> Data entries

* * * * *

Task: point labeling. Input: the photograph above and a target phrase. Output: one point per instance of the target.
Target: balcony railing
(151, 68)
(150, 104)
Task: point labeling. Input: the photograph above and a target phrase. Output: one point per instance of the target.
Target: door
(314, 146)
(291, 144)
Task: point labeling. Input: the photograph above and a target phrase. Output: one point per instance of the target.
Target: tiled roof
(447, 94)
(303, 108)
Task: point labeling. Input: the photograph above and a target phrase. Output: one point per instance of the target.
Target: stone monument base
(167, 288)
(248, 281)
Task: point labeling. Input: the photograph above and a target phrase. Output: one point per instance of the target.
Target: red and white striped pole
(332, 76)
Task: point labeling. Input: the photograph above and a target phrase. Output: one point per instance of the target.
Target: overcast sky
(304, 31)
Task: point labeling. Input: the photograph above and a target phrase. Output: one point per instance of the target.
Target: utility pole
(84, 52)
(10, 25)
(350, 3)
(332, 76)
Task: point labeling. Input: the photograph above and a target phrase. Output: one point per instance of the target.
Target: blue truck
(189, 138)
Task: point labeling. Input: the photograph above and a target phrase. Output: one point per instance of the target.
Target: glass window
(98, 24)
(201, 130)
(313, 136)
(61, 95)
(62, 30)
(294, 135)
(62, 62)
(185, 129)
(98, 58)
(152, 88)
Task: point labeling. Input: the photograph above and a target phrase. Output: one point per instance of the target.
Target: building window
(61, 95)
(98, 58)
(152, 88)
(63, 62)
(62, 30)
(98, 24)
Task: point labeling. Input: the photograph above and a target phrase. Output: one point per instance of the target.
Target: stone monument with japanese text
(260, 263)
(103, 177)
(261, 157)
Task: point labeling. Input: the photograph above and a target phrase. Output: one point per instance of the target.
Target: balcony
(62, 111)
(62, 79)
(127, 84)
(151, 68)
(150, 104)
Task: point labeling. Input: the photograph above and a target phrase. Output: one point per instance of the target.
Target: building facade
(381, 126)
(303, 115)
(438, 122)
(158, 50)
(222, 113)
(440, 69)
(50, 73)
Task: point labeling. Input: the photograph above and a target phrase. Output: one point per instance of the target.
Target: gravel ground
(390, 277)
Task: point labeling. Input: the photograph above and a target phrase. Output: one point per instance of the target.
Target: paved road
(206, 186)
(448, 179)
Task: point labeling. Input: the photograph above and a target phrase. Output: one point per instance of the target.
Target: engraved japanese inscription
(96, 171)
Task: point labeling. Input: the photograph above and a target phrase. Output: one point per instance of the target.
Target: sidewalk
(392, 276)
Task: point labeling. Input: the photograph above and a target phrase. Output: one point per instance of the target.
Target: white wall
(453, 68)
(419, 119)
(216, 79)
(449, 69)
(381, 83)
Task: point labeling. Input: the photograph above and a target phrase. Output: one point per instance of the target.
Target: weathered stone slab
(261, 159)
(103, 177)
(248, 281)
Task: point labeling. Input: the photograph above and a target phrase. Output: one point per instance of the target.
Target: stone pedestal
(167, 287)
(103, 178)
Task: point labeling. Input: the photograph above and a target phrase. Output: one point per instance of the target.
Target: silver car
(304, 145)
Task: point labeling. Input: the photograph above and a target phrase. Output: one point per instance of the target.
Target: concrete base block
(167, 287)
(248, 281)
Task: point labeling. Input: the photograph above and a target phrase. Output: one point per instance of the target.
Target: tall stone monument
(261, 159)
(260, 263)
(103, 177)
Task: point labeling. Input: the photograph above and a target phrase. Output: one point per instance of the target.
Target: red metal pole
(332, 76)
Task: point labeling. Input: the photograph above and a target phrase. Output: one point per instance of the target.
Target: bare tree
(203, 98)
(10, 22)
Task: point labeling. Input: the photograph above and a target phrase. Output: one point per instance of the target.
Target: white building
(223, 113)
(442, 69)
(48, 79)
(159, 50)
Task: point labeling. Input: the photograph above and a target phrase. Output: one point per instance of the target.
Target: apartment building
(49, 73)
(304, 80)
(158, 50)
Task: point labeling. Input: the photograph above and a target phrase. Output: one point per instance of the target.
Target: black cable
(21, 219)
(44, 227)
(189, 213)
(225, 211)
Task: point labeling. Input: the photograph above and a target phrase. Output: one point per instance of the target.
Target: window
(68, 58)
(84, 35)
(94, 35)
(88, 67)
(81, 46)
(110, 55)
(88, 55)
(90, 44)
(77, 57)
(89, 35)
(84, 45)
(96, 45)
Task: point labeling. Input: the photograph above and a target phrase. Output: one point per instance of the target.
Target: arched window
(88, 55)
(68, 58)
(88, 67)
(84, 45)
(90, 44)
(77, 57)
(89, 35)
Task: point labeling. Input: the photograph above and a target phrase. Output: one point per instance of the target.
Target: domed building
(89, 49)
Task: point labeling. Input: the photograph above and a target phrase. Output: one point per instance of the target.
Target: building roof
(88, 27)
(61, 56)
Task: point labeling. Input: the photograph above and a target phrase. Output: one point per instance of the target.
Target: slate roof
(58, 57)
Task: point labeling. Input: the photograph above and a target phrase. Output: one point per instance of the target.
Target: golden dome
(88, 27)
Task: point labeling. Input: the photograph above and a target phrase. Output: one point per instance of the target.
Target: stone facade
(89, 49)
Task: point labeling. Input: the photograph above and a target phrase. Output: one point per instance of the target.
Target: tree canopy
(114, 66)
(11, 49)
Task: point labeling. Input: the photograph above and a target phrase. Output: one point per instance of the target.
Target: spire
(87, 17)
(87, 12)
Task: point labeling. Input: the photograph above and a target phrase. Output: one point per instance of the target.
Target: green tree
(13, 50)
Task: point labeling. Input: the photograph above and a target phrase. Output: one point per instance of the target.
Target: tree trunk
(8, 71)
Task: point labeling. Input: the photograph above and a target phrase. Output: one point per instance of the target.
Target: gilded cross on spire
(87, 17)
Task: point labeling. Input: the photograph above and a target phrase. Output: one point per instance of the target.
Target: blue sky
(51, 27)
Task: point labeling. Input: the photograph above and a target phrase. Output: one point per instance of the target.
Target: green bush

* * * * *

> Action item
Copy out all the entries exactly once more.

> Expected answer
Task: point labeling. Input: the photograph above and a target phrase. Output: one point per instance of the target.
Target: balcony railing
(151, 68)
(150, 104)
Task: point labeling. Input: the photograph above and a target phrase. Output: one point per instance of the target.
Target: door
(314, 146)
(291, 144)
Task: point labeling. Input: the photograph above and a target phrase. Output: one point per instance of the target.
Target: tiled roof
(447, 94)
(303, 108)
Task: point labeling. Input: the photograph above and a target phrase. Output: one point per instance of the target.
Target: stone monument base
(167, 288)
(248, 281)
Task: point labeling. Input: the photograph above and a target phrase. Output: one point per instance of the target.
Target: red and white striped pole
(332, 76)
Task: point labeling. Input: the photograph above and a target phrase. Output: one point per instance of the target.
Target: overcast sky
(304, 31)
Task: point labeling. Input: the photograph above and a target phrase. Output: one point per instance of the target.
Target: utility pole
(84, 52)
(10, 25)
(350, 3)
(332, 76)
Task: point labeling. Input: the photograph above and a target phrase. Output: one point per instance of the target.
Target: blue truck
(189, 138)
Task: point labeling. Input: the photograph above and a target phrase. Output: one point per instance of the target.
Target: glass window
(98, 24)
(201, 130)
(313, 136)
(61, 95)
(62, 30)
(294, 135)
(62, 62)
(185, 129)
(98, 58)
(152, 88)
Task: point labeling. Input: the photograph above and a target phrase. Output: one point per instance of the target.
Target: building window
(61, 95)
(98, 58)
(152, 88)
(63, 62)
(62, 30)
(98, 24)
Task: point labeling. Input: the photograph above and a target phrase. Output: one point per instance of the target.
Target: stone monument with japanese text
(260, 263)
(103, 177)
(261, 157)
Task: point labeling. Input: the photograph above and a target phrase. Output: one point per instance of the target.
Target: balcony
(62, 111)
(62, 79)
(127, 84)
(151, 68)
(150, 104)
Task: point labeling. Input: the photograph above and a target phrase. Output: one point per instance of the target.
Target: building facade
(381, 126)
(303, 115)
(438, 122)
(158, 50)
(222, 113)
(440, 69)
(50, 73)
Task: point labeling. Input: the photograph above and a target phrase. Output: one point per instance of the target.
Target: gravel ground
(390, 277)
Task: point labeling. Input: the photograph above and a target phrase. Output: one point per instance of the target.
Target: paved road
(206, 186)
(448, 179)
Task: point labeling. Input: the photograph above and a target phrase. Output: one point per instance of the target.
Target: engraved japanese inscription
(96, 171)
Task: point labeling. Input: the photograph above and a target phrase. Output: one point per instance of the target.
Target: sidewalk
(392, 276)
Task: point labeling. Input: the photograph above and a target phrase. Output: one point per instance of the target.
Target: white wall
(453, 68)
(419, 119)
(216, 79)
(449, 69)
(381, 83)
Task: point labeling. Input: the photograph above and a target phrase. Output: one point per instance of the target.
Target: weathered stone slab
(261, 159)
(103, 177)
(248, 281)
Task: point labeling. Input: the photograph above and a target phrase. Output: one point per instance of the target.
Target: stone pedestal
(167, 287)
(103, 178)
Task: point labeling. Input: the photograph above and a target phrase. Output: one point per instance of the target.
Target: silver car
(304, 145)
Task: point labeling. Input: the photograph above and a target phrase. Output: one point per instance of the target.
Target: concrete base block
(167, 287)
(248, 281)
Task: point labeling. Input: the photograph above and a target phrase. Output: one point per instance of the target.
Target: tall stone monument
(261, 159)
(260, 263)
(103, 177)
Task: point labeling. Input: the photograph above and a target phrase. Output: one point per instance of the target.
Target: red metal pole
(332, 76)
Task: point labeling. Input: the photograph above and a target phrase. Output: one point per instance of the target.
Target: bare tree
(203, 98)
(10, 22)
Task: point labeling. Input: the photograph above and a target phrase. Output: one point per instance of the target.
Target: white building
(223, 113)
(442, 69)
(48, 79)
(159, 50)
Task: point labeling. Input: the photograph above and a target phrase. Output: one point per instance of the target.
Target: apartment building
(49, 73)
(304, 80)
(158, 50)
Task: point labeling. Input: the photograph above and a target phrase. Output: one point per instance of the target.
Target: black cable
(21, 219)
(44, 227)
(189, 213)
(225, 211)
Task: point labeling. Input: the photograph above and a target phrase. Output: one point per instance of the target.
Target: window
(68, 58)
(84, 35)
(94, 35)
(88, 67)
(81, 46)
(110, 55)
(88, 55)
(90, 44)
(77, 57)
(89, 35)
(84, 45)
(96, 45)
Task: point labeling. Input: the photograph above and a target phrase. Output: one point per instance of the target.
Target: arched window
(88, 55)
(68, 58)
(88, 67)
(84, 45)
(90, 44)
(77, 57)
(89, 35)
Task: point labeling. Input: the photograph above and a target phrase. Output: one point per instance of the target.
Target: domed building
(89, 49)
Task: point labeling. Input: the photograph above and a target phrase. Output: one point per instance of the target.
Target: building roof
(88, 27)
(61, 56)
Task: point labeling. Input: the photograph above and a target phrase. Output: one point per instance of the target.
Target: slate roof
(58, 57)
Task: point labeling. Input: the photograph above and a target phrase. Output: one point per instance of the target.
Target: golden dome
(88, 27)
Task: point labeling. Input: the photograph above and a target phrase. Output: one point per instance of the target.
Target: stone facade
(89, 49)
Task: point labeling. Input: the photograph above and a target phrase. Output: one point per instance of the target.
Target: tree canopy
(114, 66)
(11, 49)
Task: point labeling. Input: the photograph above and a target phrase. Output: one point per instance of the target.
Target: spire
(87, 17)
(87, 12)
Task: point labeling. Input: the photograph above and a target phrase. Output: one point per instance of the target.
Target: green tree
(13, 50)
Task: point labeling. Input: the photograph above and a target phrase. Output: one point per instance of the target.
Target: tree trunk
(8, 71)
Task: point labeling. Input: the photograph above and a target phrase. Output: one point per instance of the target.
Target: gilded cross on spire
(87, 17)
Task: point labeling. Input: the photograph above and a target phrase. Output: one point per instance of the target.
Target: blue sky
(51, 27)
Task: point labeling. Input: the photograph above and a target phrase. Output: one point per instance of the target.
Target: green bush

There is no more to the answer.